PROMPT: Please transcribe the data below verbatim, starting with the line that contains "Target: blue tarpaulin" and continuing through the final line of the data.

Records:
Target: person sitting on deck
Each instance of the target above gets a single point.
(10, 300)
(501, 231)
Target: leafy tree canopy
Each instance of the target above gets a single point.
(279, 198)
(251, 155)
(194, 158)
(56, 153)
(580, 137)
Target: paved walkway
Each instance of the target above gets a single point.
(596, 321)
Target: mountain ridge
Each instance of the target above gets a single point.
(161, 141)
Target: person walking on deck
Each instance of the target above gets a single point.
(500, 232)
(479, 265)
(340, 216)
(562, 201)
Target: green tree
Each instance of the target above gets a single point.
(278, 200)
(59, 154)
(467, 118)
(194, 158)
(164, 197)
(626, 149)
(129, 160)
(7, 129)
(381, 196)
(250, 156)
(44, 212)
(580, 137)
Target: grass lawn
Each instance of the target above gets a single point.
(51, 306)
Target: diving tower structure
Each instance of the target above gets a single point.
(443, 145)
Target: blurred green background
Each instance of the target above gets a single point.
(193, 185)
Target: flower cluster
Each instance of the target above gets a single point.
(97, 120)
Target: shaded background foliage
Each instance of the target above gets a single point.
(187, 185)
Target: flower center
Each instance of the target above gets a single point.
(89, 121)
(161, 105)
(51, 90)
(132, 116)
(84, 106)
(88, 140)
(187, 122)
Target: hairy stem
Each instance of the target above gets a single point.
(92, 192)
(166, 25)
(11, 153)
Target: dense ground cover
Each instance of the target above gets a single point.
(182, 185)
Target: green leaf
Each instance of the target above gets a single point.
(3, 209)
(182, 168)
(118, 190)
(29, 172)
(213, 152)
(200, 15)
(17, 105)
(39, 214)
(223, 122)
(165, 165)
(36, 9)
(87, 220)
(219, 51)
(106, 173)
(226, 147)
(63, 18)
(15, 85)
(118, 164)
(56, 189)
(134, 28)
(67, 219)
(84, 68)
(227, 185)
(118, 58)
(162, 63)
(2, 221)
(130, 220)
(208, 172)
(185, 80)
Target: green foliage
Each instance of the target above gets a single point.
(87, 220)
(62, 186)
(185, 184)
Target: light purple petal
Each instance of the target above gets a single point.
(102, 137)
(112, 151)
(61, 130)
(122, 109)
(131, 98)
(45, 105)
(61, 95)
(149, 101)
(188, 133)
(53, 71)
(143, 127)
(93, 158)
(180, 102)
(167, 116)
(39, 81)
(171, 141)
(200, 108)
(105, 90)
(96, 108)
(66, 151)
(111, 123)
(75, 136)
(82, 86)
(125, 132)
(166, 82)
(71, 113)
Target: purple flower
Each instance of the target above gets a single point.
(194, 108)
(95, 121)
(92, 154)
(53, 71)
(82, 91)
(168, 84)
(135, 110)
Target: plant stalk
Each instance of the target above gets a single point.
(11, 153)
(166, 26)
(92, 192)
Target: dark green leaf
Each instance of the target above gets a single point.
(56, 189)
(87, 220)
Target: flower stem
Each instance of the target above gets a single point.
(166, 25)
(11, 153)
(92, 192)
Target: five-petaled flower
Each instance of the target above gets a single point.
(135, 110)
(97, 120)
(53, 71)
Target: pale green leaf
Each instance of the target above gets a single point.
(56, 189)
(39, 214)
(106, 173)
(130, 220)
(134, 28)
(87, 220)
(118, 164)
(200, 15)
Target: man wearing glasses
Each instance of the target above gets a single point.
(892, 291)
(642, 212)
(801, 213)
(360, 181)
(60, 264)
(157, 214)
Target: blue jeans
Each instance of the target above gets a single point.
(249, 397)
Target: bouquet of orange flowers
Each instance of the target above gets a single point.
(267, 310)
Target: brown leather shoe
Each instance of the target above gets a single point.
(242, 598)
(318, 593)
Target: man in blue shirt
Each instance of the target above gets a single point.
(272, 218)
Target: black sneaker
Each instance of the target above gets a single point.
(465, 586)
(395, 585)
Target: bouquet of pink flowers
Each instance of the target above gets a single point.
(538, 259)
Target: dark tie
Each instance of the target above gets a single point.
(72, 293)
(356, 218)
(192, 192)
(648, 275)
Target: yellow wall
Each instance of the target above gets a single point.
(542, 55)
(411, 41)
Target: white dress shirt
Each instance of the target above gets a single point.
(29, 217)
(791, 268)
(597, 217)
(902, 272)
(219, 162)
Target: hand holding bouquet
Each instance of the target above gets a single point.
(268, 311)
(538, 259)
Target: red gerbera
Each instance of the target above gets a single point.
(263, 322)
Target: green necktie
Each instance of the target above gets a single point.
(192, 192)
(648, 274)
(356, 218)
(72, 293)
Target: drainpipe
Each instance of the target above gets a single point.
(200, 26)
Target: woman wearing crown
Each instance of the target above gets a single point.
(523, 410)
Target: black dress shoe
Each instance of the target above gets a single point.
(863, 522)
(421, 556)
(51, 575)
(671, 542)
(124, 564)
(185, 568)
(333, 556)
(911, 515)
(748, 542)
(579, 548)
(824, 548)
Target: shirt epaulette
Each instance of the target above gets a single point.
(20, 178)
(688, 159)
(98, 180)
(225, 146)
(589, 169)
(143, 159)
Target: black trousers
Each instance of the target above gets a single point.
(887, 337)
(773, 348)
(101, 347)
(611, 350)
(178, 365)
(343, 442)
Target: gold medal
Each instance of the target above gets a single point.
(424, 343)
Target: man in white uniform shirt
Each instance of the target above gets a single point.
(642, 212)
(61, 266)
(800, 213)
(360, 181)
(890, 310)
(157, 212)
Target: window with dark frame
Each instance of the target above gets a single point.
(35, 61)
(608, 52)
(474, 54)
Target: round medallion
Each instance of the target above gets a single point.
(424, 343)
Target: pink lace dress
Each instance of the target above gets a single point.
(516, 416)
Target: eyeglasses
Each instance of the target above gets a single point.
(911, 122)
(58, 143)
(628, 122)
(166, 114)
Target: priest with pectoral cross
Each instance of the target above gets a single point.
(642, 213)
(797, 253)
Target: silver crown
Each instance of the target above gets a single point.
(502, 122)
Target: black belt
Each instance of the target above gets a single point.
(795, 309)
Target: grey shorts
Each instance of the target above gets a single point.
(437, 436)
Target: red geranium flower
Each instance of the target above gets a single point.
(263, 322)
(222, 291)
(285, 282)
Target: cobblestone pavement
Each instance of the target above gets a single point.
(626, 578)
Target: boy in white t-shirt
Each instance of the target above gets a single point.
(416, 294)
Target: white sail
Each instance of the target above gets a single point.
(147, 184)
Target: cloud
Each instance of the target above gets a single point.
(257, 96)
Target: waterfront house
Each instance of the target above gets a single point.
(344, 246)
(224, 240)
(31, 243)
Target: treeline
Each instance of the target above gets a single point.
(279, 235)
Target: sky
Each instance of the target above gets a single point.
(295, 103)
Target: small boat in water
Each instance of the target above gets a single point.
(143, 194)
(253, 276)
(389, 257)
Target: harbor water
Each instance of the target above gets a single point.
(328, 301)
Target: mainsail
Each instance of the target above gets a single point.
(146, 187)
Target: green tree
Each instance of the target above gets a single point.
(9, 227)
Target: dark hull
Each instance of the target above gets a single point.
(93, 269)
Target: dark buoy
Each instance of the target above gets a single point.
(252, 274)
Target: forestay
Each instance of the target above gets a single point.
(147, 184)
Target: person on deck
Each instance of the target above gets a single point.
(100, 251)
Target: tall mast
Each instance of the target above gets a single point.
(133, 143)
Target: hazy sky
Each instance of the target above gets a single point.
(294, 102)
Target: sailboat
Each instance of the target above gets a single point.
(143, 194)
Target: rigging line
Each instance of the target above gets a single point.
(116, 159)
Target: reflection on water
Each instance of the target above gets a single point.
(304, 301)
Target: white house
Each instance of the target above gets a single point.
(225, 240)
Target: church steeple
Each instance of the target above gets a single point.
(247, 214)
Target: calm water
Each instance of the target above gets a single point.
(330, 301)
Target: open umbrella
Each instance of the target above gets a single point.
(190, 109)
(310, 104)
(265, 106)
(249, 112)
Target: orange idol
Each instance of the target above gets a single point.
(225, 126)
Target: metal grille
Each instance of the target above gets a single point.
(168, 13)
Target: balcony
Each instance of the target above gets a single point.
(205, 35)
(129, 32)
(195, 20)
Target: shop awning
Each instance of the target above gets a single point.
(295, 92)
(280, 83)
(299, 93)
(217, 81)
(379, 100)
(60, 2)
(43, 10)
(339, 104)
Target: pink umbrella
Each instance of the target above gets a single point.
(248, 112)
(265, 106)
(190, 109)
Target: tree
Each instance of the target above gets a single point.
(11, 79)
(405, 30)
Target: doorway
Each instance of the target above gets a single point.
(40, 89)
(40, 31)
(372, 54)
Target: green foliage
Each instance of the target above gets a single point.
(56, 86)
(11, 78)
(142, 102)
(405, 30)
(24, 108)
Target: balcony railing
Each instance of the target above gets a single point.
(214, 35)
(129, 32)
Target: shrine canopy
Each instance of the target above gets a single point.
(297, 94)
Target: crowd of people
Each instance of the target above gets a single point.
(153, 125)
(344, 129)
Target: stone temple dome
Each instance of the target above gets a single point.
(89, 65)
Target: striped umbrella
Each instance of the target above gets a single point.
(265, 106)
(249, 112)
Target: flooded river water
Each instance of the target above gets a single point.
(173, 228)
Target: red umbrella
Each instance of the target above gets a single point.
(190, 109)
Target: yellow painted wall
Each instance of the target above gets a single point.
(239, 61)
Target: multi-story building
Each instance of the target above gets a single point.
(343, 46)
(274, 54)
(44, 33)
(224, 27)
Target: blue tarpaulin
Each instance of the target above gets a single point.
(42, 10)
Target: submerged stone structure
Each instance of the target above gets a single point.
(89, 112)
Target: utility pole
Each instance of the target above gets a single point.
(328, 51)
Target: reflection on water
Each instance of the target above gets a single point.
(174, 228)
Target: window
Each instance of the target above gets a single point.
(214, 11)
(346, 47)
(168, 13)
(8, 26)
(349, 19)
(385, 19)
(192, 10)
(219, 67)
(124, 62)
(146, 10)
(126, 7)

EXERCISE SOLUTION:
Target: blue tarpaulin
Each instance of the target above gets a single point.
(42, 10)
Target: submerged stone structure
Each instance of the target above gets a single point.
(89, 112)
Target: utility pole
Each instance of the target above gets a single point.
(328, 51)
Target: reflection on water
Each instance of the target above gets a single point.
(174, 228)
Target: window
Each instance of the target above gets a single point.
(214, 11)
(346, 47)
(168, 13)
(8, 26)
(349, 19)
(385, 19)
(192, 10)
(219, 67)
(124, 62)
(146, 10)
(126, 7)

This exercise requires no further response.